## Activity
State how many lines of the entries hold the string "pane". Reply with the number alone.

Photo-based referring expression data
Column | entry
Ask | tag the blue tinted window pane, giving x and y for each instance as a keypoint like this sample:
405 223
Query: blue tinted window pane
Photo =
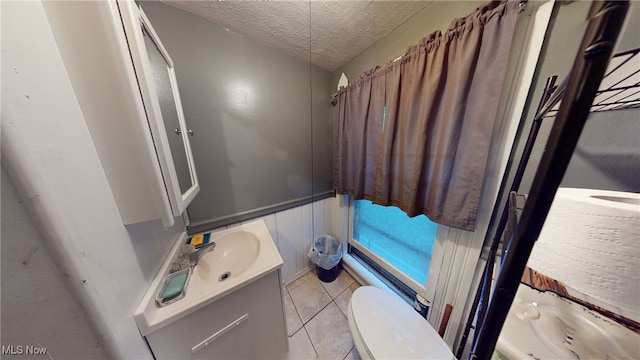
404 242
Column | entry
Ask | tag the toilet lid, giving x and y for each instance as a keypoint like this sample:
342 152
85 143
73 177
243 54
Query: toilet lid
391 329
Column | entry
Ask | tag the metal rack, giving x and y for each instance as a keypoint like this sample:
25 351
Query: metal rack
620 87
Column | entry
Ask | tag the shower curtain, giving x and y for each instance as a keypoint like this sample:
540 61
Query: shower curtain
415 133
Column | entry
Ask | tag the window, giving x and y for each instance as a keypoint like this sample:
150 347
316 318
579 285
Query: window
399 244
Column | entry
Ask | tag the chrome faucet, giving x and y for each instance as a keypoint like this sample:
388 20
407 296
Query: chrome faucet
198 254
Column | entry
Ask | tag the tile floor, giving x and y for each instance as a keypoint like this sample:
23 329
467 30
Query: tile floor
316 314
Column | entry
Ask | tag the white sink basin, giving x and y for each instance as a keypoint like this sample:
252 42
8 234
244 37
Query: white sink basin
234 253
242 255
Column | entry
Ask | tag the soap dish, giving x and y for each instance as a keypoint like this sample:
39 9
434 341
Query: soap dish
174 287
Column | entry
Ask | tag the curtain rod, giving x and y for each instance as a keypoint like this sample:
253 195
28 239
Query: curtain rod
334 97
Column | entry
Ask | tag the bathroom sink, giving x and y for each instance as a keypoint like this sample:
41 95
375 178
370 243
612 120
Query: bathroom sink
234 253
242 255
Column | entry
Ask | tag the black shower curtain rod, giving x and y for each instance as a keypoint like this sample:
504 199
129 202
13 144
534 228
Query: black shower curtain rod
586 74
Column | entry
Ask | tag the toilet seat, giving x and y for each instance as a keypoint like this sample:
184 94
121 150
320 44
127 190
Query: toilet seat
385 327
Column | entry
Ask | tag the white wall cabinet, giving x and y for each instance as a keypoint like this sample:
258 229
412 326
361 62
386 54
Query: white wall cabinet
127 90
246 324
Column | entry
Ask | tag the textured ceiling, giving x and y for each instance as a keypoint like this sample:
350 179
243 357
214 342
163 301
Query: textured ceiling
330 33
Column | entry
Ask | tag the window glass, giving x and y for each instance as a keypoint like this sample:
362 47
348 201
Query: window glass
404 242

## Output of the task
2